§ Consigne 1
Restituez tel quel le passage de l'extrait de journal allant de « Mon correspondant est » jusqu'à « qui l’animent. ».
§ Consigne 2
Poursuivez l'extrait de journal après sa dernière phrase, en conservant le ton et la forme des entrées datées.

§ Extrait du texte
++++++

Après m’avoir écoutée
attentivement, il déclare bien vouloir m’aider, me pose peu de questions de
santé et me prescrit des examens de sang, préalable au traitement. Il me fixe
un second rendez-vous.
Jeudi
23 octobre 2003… à 13h30 (jour 282)
Rendez-vous avec le
docteur G. à Paris.
Les examens sont
satisfaisants. Le docteur m’annonce qu’on va pouvoir commencer le
traitement.
Il me prescrit pour
commencer deux comprimés par jour d’Androcur 100.
On se revoit dans 3 mois.
Retour à la maison sur un petit nuage.
Nul besoin de champagne,
ça pétille dans mes yeux et dans mon cœur.
Samedi
25 octobre 2003… à 09h00 (jour 284)
Rendez-vous avec le
docteur T. mon généraliste traitant. Je fais mon coming out. Il n’est pas
trop étonné. Il est ravi de faire enfin connaissance avec Samantha
et me propose de m’appeler ainsi désormais. Ben oui…
Je lui fais part de la
prescription d’Androcur 100. Il trouve la dose un peu forte à priori et
attire mon attention sur les effets secondaires de ce médicament.
Mardi
28 octobre 2003 (jour 287)
Je suis curieuse d’en
savoir un peu plus long sur la prescription d’Androcur 100.
J’interroge une
association Parisienne trouvée sur Internet.
Mon correspondant est hésitant,
mais m’indique que c’est à priori un médicament couramment prescrit en dépit
d’une réputation controversée.
Je ne me sens ni très
avancée, ni rassurée.
Je trouve un nouveau site
sur le Net : Support Transgenre
Strasbourg.
Ce site propose une foule
d’informations pratiques et de surcroît vécues par les personnes transgenre
qui l’animent.
Le discours est clair,
sans fioritures. Du concret, rien que du concret.
Je trouve un contact téléphonique ;
J’appelle…pas disponible. Je laisse un message avec mes coordonnées.

++++++

§ Données disponibles
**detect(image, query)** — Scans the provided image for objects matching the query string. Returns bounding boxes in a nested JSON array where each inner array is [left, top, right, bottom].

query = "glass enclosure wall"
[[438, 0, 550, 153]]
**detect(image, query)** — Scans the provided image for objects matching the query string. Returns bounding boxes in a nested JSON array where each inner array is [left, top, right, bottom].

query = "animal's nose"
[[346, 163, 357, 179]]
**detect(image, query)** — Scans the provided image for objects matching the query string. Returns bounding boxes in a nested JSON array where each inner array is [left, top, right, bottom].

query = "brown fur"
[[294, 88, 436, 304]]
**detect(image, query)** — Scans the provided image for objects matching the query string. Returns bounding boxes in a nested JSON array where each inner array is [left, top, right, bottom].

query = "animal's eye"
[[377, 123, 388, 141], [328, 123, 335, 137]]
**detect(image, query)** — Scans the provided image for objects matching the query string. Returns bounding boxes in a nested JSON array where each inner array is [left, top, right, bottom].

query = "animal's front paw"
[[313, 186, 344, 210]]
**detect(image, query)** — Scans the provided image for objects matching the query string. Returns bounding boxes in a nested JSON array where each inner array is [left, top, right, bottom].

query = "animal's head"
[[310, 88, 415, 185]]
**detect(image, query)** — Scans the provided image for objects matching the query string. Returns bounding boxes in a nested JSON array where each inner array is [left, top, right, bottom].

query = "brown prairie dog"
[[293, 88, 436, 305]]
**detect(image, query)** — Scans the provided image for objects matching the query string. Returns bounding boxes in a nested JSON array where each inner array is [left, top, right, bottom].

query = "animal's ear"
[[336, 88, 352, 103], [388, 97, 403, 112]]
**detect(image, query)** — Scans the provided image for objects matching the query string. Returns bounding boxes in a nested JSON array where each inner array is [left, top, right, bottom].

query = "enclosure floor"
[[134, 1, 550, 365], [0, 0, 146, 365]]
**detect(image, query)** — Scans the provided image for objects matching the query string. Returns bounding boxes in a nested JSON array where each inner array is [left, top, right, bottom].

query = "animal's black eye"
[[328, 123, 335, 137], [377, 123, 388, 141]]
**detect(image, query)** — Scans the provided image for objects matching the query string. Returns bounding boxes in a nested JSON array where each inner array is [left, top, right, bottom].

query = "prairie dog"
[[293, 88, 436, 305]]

++++++

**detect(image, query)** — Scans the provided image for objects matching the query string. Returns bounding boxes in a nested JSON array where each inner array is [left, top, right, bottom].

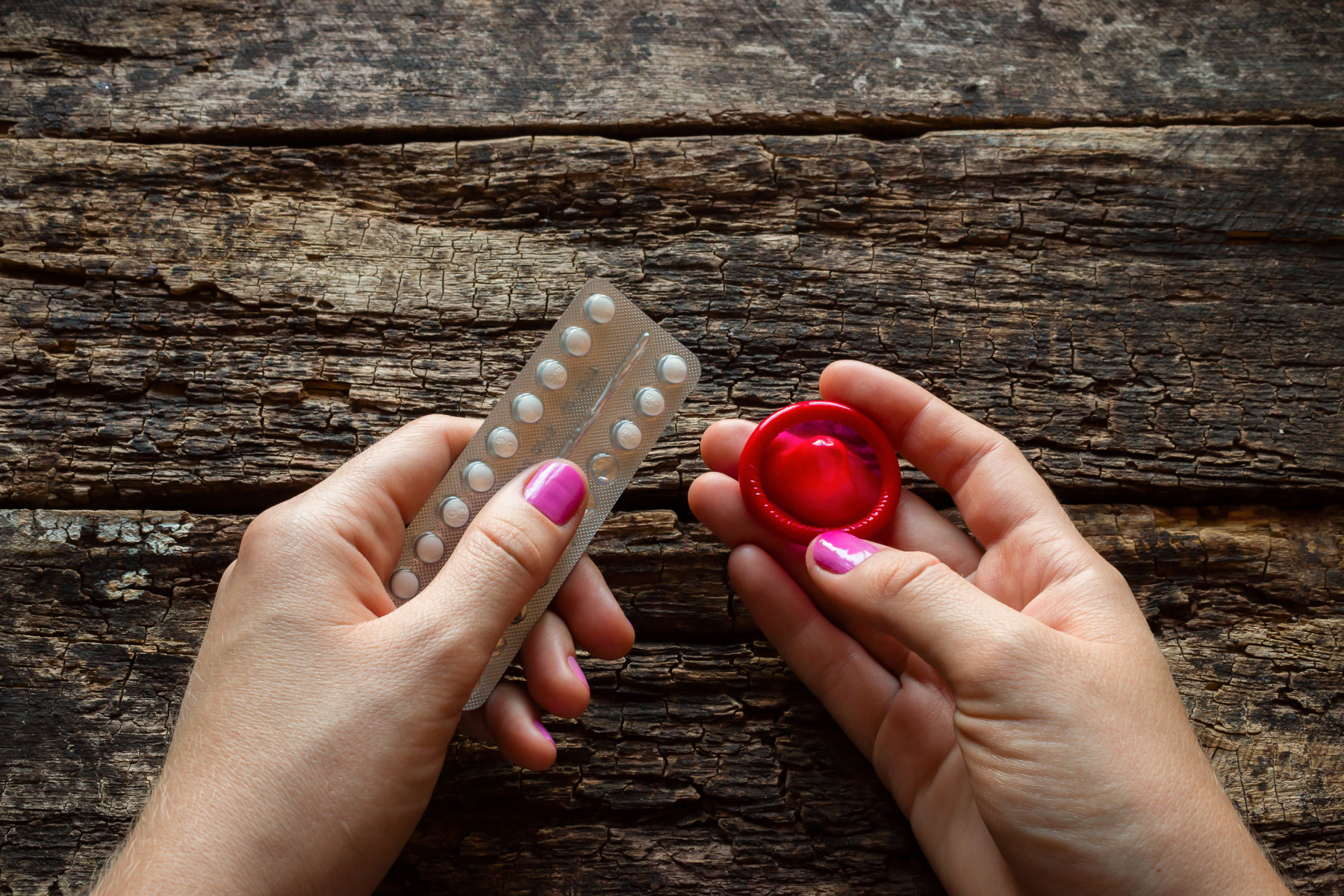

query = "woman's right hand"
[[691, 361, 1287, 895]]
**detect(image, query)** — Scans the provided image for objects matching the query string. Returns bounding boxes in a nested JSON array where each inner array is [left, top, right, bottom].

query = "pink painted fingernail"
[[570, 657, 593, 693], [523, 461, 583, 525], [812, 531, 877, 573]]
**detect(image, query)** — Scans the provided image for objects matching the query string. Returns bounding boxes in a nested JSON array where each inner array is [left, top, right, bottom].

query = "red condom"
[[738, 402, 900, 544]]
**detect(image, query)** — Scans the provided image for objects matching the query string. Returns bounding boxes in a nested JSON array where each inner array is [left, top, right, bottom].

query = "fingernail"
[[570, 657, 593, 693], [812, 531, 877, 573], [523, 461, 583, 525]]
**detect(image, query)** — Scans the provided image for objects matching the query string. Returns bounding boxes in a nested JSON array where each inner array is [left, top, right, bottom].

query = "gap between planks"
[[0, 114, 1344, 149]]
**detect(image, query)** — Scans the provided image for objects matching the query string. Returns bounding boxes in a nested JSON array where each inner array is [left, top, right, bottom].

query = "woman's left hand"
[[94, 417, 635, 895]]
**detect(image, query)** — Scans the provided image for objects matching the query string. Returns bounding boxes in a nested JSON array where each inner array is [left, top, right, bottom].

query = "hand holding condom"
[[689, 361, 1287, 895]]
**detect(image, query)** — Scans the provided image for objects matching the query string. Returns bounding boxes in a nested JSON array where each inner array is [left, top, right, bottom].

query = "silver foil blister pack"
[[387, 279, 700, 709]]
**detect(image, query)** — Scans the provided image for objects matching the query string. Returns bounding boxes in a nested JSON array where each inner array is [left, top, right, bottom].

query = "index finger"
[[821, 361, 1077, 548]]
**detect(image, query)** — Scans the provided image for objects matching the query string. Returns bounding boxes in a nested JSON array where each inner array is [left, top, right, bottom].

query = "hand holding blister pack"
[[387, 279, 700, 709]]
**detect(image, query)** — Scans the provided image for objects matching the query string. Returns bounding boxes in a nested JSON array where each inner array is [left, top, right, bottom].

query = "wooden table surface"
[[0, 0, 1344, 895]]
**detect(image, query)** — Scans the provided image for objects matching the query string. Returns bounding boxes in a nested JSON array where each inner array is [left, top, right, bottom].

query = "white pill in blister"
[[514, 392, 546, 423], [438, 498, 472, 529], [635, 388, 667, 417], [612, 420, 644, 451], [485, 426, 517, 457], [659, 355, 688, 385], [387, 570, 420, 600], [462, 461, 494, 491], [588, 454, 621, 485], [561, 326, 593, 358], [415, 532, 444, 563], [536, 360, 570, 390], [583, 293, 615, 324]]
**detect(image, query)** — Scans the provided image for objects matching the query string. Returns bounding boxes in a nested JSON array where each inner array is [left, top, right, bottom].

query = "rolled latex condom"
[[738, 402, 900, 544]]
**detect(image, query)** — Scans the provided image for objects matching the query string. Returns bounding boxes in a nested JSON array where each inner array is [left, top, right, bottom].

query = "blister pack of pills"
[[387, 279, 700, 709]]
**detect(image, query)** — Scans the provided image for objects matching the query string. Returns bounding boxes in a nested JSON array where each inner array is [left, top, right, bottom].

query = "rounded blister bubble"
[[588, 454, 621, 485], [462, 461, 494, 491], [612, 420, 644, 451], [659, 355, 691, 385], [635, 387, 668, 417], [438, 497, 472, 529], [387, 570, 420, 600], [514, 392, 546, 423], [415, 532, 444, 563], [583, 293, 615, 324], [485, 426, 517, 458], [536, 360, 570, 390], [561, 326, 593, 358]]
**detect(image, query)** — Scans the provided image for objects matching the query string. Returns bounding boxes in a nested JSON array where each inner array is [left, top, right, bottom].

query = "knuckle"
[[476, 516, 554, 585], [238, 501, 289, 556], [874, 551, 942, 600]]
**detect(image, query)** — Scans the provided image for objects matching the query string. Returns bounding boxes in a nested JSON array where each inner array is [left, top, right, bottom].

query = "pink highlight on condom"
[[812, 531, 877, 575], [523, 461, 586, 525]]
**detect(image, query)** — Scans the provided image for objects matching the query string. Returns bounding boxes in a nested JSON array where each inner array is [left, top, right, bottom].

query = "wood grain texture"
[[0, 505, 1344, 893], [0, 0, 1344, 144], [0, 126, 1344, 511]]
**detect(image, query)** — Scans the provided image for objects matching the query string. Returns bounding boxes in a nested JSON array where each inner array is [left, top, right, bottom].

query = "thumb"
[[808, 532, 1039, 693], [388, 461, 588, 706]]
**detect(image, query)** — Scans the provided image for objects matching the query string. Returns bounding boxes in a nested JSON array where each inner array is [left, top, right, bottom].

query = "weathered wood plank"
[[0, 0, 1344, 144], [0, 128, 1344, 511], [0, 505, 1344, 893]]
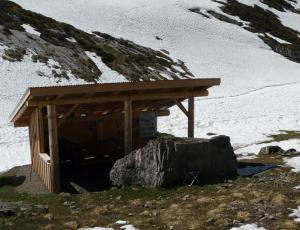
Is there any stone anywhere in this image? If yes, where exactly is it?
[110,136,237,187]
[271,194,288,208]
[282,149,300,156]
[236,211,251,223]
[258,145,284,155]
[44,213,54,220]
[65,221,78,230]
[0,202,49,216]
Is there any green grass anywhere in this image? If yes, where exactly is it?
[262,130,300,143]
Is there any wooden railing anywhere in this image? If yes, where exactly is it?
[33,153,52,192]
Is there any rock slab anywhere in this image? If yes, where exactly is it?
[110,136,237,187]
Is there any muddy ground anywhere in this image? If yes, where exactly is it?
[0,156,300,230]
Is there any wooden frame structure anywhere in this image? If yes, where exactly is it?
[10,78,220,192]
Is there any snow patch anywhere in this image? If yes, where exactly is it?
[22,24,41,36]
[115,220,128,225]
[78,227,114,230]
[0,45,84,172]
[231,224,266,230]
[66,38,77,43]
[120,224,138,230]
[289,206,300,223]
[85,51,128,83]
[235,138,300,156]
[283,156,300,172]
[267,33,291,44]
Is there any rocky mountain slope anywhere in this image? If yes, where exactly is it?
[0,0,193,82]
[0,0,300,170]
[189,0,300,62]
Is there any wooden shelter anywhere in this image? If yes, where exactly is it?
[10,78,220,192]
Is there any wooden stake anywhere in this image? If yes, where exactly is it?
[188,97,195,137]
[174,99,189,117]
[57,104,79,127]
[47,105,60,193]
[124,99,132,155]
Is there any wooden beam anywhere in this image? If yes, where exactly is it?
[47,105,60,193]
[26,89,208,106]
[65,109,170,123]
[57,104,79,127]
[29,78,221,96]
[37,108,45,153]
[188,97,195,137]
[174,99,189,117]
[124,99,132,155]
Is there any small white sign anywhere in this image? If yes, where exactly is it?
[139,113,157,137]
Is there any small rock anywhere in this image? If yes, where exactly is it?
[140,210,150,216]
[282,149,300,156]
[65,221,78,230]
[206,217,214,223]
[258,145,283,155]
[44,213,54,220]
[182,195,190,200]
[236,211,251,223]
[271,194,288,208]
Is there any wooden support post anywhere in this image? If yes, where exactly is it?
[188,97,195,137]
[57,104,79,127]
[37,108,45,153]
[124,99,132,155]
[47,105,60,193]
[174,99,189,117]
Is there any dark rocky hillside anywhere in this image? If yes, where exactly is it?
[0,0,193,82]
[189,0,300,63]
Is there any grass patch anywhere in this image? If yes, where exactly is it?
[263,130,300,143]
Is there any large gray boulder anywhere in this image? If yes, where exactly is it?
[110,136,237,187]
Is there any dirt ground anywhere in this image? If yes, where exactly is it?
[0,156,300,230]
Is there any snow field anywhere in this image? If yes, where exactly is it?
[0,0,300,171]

++++++

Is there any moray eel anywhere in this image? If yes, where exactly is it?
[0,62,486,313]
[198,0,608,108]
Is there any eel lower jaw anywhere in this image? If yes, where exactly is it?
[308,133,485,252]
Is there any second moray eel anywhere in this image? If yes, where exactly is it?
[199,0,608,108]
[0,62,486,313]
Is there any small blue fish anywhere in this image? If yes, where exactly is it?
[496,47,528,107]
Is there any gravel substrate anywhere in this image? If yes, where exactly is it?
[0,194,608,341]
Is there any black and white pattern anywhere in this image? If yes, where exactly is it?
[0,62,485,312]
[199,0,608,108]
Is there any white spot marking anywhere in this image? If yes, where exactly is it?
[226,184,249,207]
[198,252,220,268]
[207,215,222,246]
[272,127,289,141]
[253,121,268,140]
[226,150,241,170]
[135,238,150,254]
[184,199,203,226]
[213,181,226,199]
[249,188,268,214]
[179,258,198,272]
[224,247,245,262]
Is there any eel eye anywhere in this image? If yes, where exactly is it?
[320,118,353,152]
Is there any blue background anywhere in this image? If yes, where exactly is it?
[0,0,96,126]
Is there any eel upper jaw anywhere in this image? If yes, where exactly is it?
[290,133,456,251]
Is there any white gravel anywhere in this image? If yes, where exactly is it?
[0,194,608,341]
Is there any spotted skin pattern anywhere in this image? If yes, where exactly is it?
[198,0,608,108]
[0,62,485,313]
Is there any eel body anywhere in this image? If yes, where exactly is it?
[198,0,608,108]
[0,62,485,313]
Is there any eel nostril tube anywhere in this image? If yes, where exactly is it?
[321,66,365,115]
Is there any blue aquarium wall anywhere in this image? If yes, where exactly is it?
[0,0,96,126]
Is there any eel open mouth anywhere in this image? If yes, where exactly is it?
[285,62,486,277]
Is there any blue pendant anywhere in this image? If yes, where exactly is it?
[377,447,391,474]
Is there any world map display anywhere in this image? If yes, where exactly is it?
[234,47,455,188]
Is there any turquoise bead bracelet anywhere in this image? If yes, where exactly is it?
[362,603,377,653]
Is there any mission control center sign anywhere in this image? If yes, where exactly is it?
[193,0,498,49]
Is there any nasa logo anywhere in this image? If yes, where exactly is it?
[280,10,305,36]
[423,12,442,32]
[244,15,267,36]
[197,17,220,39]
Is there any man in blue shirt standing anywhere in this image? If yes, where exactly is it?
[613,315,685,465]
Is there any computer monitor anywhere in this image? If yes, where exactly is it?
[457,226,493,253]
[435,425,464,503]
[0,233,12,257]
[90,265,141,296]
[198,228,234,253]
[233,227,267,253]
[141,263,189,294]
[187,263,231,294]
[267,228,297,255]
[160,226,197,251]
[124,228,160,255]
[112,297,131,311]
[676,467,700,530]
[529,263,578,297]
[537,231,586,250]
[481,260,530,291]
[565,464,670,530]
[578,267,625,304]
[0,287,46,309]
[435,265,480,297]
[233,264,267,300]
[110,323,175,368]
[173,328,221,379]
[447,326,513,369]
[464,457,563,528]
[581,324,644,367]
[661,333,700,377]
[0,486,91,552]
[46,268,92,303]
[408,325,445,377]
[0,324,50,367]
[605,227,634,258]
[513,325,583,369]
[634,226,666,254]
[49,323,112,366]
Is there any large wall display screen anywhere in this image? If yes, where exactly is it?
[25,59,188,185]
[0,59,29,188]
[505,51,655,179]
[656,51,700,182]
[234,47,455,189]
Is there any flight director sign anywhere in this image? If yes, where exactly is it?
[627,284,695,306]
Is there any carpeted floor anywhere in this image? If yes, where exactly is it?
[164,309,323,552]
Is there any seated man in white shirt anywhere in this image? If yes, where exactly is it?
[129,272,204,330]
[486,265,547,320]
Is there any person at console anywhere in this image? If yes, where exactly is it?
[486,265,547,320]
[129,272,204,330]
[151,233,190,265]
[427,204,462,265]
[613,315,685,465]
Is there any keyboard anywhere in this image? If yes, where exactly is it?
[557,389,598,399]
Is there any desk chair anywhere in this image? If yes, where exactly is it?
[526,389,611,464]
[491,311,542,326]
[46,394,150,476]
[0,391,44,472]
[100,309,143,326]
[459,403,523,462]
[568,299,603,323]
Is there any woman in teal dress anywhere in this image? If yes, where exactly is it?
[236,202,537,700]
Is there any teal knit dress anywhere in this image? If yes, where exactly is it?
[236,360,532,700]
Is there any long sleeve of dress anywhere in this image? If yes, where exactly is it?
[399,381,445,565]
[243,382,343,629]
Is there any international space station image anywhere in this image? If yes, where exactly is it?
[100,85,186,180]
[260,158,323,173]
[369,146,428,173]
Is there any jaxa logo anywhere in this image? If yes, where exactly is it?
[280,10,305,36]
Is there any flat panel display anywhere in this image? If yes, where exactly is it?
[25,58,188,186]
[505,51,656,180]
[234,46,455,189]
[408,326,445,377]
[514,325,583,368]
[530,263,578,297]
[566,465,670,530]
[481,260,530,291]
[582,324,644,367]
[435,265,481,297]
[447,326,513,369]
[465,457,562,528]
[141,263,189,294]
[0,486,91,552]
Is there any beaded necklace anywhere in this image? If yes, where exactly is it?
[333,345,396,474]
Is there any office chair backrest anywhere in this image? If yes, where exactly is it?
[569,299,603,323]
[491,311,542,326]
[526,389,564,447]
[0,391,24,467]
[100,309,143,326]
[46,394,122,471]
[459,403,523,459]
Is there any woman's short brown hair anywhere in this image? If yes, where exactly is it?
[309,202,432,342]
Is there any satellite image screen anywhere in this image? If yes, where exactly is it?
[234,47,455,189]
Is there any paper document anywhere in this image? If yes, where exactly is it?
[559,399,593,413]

++++++

§ Résultat attendu 1
Mon correspondant est hésitant,
mais m’indique que c’est à priori un médicament couramment prescrit en dépit
d’une réputation controversée.
Je ne me sens ni très
avancée, ni rassurée.
Je trouve un nouveau site
sur le Net : Support Transgenre
Strasbourg.
Ce site propose une foule
d’informations pratiques et de surcroît vécues par les personnes transgenre
qui l’animent.

§ Résultat attendu 2
J’adresse aussi un email sollicitant un avis sur la prescription d’Androcur.
La réponse arrive très vite et me conforte sur mes doutes. Cornelia, ma
correspondante, se révèle fort bien documentée. Je me sens d’instinct en
confiance. Cornelia me communique les coordonnées d’un Endocrinologue de sa région
et me donne au passage quelques conseils précieux. Quelques échanges
d’emails fructueux me font concrètement avancer bien plus que je ne l’avais
fait, seule depuis plusieurs mois !
Vendredi
31 octobre 2003 (jour 290)
Je contacte le docteur D.
Rendez-vous est pris.
J’avise Cornelia de ma
démarche et la remercie de son aide.
Samedi
08 novembre 2003… à 13h30 (jour 298)
Rendez-vous avec le
docteur D. Endocrinologue dans la région de Strasbourg.
1500 Kms de route aller
retour. Pour exister il faut aimer les voyages !
Moi les voyages, ce
n’est pas mon truc mais je veux exister !
Comme d’habitude
j’arrive très en avance. Le docteur D. accepte de me recevoir plus tôt que
prévu à 10h30. Il lit attentivement tous les examens et radios que j’ai pu
rassembler et mettre à sa disposition.
Il me prescrit de
nombreux examens que ne m’avait pas demandés l’autre médecin, notamment
une radio du foie et une IRM cérébrale.
Au vu des analyses récentes,
il me prescrit à faible dose pour commencer, de l’Estreva Gel (Estradiol) et
de l’Estima Gé (Oestrogène) que Cornelia m’avait préalablement préconisés.
A réception des analyses
complémentaires, il adaptera le traitement.
Compte tenu de l’éloignement,
il accepte de me suivre à distance (prescription d’examens sanguins + THS)
mais souhaite me rencontrer au moins une fois par an pour un bilan complet.
Satisfaite, heureuse, je
fais le voyage retour sans trop sentir ma côte fêlée 48 h auparavant.
Mardi
11 novembre 2003 (jour 301)
Je prends ma première
dose d’Estreva Gel…
Je signe l’armistice
avec mes tourments d’hier.
Mardi
27 janvier 2004 (jour 378)
Visite annuelle à la médecine
du travail.
Coming out. Le médecin
en prend acte et me suggère de ne pas trop tarder à en parler à
l’employeur. Il me propose son écoute au cas où j’aurais besoin d’un
soutien.
Vendredi
06 février 2004 (jour 388)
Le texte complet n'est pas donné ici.